---- ENTRIES PROVIDED

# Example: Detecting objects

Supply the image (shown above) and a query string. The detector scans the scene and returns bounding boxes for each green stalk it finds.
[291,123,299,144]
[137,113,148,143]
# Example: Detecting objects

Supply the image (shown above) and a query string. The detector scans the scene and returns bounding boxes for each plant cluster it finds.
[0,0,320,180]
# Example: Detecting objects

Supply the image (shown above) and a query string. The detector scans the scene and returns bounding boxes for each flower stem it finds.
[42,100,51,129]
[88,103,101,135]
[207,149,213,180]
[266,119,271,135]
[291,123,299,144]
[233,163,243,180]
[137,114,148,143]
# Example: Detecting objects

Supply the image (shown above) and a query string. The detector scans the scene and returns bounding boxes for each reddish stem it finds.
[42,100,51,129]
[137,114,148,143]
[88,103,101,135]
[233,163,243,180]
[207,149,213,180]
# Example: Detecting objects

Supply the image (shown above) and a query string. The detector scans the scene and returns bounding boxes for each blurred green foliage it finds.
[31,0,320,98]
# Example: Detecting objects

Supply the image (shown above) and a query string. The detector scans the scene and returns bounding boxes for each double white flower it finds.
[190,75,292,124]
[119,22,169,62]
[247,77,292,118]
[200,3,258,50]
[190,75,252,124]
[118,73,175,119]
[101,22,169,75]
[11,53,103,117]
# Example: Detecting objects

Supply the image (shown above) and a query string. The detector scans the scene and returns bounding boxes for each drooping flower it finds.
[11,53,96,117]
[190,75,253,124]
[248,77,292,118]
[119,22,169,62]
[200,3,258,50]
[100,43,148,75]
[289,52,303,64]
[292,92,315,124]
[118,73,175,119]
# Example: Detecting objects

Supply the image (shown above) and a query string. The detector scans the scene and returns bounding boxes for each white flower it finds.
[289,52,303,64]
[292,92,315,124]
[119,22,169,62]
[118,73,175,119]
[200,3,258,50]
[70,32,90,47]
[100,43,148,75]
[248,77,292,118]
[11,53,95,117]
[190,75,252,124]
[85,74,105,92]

--------

# [DIRECTIONS FOR THIS TASK]
Pick out each line in the entries above that contains the string "stem", with uppercase and lowercase letters treated as different.

# [RESPONSE]
Supply the image (shown above) and a query string. The detector scans the scene and returns bounding boxes for each flower stem it finds.
Supply the image (shown above) and a query string. The detector scans the scene and returns bounding boxes for each reddish stem it finds.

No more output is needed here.